[Task to carry out] From the records below, transcribe only the lines running from the one with "dry stone wall? Indicate one point per instance." through the one with "blue sky? Indicate one point per instance.". Keep both of those end lines.

[Dataset extract]

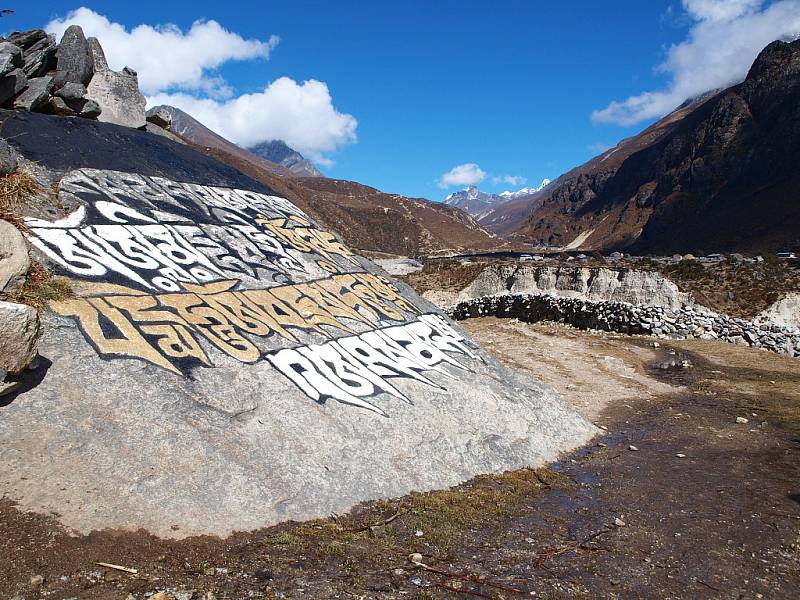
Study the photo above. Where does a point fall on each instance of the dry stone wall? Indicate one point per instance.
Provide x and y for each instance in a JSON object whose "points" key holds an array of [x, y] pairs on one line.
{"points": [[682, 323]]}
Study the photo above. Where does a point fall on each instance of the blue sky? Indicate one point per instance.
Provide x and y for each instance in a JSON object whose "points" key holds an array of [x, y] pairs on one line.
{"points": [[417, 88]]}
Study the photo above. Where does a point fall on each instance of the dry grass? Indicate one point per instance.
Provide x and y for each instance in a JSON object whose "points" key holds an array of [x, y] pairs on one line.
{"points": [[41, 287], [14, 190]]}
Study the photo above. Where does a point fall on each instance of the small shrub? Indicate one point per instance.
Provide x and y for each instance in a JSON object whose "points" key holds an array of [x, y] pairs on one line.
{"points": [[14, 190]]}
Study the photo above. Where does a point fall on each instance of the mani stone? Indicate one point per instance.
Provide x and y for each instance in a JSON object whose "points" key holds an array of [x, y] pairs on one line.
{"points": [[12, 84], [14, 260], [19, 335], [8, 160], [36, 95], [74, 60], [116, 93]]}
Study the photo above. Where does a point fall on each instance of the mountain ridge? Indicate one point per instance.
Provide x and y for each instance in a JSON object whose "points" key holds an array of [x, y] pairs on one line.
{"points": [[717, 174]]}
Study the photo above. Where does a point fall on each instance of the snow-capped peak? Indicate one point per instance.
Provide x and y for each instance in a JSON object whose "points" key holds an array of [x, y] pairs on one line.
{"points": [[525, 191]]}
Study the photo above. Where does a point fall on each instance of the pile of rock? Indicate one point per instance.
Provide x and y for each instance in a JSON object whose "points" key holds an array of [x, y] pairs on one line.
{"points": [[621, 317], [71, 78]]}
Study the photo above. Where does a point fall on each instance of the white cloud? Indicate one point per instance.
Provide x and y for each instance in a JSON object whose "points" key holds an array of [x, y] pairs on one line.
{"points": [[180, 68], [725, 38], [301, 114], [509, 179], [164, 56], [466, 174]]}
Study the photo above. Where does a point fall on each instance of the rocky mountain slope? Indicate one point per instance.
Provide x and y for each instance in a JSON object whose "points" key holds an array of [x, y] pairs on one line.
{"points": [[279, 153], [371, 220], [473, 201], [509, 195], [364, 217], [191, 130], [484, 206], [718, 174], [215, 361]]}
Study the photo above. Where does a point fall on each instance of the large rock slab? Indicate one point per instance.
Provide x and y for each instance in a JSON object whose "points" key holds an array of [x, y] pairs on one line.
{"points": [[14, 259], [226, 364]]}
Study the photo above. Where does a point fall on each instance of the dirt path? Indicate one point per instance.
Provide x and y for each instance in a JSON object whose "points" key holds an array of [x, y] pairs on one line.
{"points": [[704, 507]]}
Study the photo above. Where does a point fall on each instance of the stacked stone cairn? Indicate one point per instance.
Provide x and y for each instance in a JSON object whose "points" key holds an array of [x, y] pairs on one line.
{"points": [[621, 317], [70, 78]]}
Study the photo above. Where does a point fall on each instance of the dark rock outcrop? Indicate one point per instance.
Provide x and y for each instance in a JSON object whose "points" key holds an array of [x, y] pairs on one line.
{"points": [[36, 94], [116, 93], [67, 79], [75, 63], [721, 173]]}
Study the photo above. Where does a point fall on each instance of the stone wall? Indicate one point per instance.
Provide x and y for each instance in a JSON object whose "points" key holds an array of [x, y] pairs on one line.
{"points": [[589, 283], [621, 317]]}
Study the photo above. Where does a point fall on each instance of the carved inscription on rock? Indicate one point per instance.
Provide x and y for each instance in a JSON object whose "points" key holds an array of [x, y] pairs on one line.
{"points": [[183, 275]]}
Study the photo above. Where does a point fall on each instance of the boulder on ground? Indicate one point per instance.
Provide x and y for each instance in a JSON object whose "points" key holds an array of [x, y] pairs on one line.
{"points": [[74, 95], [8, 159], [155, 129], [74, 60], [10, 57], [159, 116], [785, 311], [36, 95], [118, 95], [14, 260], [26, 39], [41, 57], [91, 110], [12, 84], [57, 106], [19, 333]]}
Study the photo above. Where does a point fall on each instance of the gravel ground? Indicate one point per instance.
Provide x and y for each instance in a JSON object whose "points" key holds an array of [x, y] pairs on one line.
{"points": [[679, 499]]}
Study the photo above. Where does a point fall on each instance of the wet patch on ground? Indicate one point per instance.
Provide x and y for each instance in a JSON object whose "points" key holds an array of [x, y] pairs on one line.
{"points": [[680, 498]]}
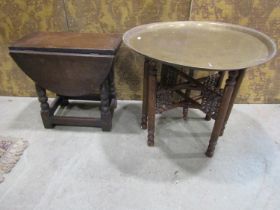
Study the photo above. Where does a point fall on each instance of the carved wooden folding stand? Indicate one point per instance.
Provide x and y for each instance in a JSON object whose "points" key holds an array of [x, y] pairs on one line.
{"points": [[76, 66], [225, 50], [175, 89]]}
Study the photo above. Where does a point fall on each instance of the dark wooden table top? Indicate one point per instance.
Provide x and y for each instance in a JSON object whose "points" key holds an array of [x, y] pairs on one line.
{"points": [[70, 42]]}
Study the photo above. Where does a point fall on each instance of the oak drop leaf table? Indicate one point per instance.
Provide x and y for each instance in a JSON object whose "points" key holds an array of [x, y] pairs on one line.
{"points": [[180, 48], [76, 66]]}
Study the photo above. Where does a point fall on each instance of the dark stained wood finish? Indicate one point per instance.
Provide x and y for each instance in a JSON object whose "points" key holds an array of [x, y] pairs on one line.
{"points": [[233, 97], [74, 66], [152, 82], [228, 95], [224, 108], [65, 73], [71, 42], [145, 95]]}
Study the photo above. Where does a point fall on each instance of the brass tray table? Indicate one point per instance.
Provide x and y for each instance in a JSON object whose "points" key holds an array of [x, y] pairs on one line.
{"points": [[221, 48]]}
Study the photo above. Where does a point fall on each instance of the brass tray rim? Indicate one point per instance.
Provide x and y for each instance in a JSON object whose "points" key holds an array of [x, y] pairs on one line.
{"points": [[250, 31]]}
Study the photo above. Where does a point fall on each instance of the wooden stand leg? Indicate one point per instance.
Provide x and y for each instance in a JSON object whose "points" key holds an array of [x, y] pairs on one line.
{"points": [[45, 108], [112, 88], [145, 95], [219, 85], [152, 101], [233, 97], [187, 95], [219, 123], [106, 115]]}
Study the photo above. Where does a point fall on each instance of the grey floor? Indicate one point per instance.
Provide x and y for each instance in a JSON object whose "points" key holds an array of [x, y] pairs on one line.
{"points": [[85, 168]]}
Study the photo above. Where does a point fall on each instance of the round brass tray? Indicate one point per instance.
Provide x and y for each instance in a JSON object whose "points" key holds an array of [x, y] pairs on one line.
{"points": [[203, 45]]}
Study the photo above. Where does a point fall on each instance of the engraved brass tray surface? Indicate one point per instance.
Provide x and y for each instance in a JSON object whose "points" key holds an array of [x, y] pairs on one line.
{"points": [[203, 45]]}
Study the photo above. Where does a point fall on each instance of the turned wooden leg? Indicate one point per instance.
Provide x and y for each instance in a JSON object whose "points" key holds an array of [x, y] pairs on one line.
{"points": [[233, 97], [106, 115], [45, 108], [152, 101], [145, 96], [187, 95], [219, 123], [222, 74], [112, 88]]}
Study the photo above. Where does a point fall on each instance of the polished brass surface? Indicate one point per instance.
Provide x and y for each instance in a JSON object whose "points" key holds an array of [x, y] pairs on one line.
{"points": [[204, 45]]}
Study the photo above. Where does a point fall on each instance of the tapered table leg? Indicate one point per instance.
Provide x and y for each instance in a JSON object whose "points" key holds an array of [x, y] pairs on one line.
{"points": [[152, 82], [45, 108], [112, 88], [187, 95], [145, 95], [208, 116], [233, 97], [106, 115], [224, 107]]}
* * *
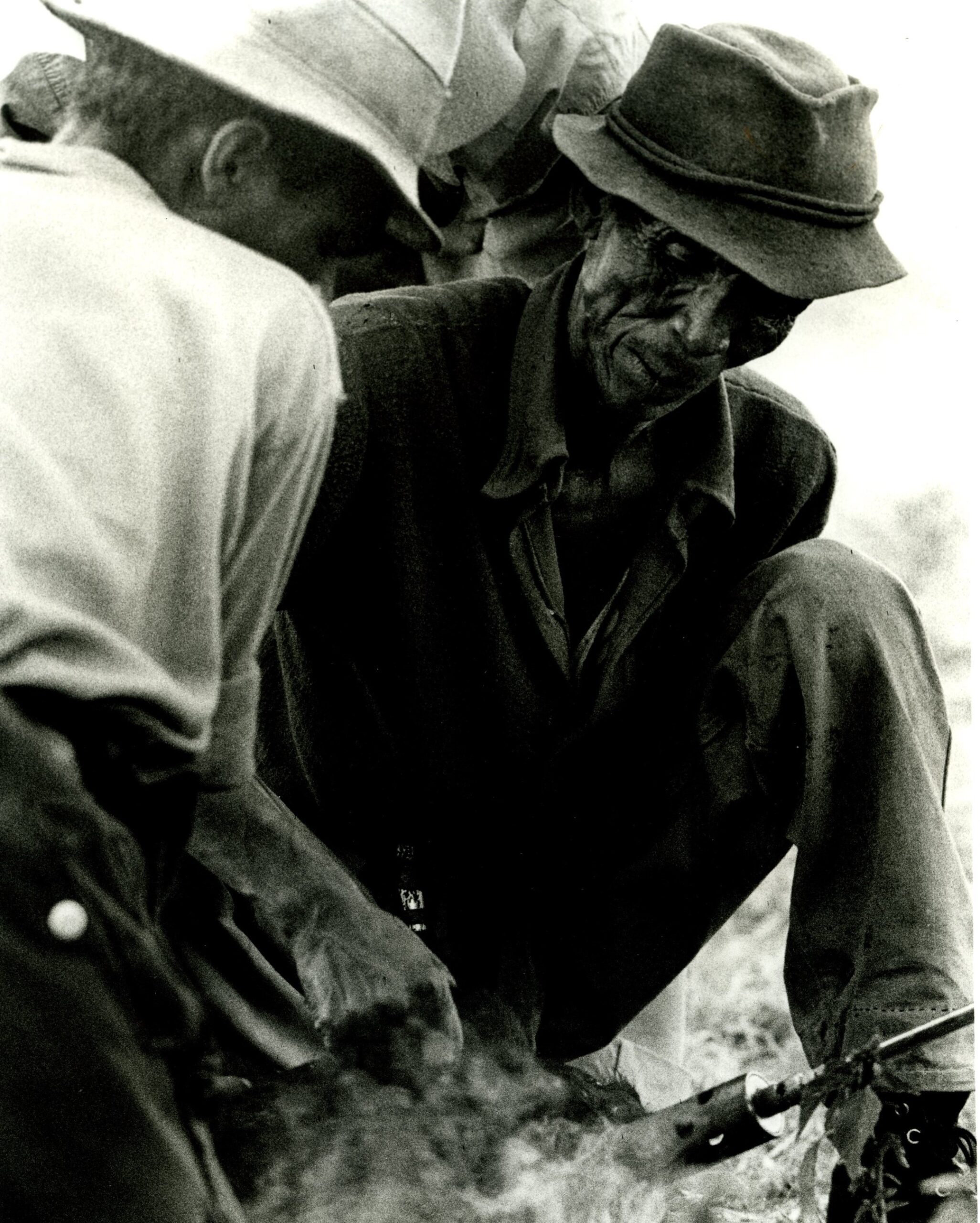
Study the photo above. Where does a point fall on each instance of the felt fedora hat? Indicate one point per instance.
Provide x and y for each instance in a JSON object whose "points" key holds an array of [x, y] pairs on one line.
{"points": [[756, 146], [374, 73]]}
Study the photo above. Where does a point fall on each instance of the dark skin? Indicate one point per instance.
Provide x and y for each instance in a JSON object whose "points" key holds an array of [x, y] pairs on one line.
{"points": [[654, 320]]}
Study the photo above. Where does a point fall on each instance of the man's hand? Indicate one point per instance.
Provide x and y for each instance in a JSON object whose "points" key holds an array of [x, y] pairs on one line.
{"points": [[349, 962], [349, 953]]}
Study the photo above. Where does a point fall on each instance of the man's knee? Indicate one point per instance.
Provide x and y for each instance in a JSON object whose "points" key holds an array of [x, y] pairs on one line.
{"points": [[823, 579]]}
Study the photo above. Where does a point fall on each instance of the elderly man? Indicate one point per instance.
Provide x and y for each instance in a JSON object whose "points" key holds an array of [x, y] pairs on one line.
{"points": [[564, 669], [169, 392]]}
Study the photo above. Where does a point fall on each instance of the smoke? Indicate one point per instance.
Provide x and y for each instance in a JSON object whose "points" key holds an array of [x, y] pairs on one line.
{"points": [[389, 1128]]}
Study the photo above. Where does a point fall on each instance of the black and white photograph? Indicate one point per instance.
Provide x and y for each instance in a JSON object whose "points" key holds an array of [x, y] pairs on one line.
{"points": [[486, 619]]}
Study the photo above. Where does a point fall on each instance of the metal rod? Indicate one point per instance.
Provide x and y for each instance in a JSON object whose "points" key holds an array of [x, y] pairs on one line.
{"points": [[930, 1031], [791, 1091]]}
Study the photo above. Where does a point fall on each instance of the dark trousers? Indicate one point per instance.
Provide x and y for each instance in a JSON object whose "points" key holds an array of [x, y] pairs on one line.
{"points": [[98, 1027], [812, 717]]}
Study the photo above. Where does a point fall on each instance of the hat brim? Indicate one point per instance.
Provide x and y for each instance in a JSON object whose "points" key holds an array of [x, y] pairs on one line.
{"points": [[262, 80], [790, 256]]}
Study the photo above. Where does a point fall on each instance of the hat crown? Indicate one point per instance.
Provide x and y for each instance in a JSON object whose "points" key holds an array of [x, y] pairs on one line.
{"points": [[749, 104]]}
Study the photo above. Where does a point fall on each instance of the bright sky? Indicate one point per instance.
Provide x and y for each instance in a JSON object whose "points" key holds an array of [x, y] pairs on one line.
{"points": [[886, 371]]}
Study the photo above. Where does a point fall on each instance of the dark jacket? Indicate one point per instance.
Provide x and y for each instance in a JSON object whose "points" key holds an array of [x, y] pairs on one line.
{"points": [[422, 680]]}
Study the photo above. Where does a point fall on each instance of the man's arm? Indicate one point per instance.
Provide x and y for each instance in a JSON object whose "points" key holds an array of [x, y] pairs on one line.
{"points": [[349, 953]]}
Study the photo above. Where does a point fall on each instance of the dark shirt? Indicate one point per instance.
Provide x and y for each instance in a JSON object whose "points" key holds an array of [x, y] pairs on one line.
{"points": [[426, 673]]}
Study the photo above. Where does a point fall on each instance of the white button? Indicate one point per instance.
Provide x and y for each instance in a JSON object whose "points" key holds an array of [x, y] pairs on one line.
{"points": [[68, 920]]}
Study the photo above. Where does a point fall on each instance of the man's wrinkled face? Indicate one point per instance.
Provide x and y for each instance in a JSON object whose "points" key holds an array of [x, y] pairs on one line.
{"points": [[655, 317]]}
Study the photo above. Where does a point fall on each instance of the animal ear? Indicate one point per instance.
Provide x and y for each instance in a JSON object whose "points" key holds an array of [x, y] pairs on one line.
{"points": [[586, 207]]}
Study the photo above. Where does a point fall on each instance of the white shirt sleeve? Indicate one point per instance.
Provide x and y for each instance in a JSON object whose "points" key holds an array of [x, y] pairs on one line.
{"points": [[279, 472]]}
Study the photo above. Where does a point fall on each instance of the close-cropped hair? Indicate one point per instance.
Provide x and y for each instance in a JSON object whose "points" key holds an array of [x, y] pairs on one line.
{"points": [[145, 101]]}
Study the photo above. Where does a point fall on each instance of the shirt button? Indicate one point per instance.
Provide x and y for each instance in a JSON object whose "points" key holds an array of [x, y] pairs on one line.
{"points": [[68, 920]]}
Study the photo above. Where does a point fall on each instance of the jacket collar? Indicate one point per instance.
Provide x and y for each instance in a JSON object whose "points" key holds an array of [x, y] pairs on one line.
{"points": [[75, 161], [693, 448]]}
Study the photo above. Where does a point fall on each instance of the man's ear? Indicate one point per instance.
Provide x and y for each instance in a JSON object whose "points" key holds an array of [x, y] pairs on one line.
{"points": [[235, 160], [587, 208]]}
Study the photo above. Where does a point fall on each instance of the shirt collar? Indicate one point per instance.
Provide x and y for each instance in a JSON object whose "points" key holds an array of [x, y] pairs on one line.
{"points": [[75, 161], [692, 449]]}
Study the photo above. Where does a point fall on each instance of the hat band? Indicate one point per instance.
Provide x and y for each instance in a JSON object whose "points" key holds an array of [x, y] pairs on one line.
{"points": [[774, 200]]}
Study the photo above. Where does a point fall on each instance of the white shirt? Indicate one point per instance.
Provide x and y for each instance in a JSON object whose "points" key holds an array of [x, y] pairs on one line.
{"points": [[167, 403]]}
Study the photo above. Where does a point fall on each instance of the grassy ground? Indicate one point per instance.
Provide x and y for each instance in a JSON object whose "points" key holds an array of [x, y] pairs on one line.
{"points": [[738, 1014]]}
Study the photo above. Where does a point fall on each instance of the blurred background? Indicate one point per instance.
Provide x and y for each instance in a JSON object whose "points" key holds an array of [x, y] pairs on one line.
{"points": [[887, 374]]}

[Response for this exercise]
Study the photo above. Where does a point fall on each instance of the dry stone wall? Indicate one point per instance.
Provide x and y for each instance in a JSON object whose "points" key holds an array of [x, y] pairs on one line.
{"points": [[682, 323]]}
Study the photo above. Where does a point fall on each instance of the blue sky? Indicate one point per instance.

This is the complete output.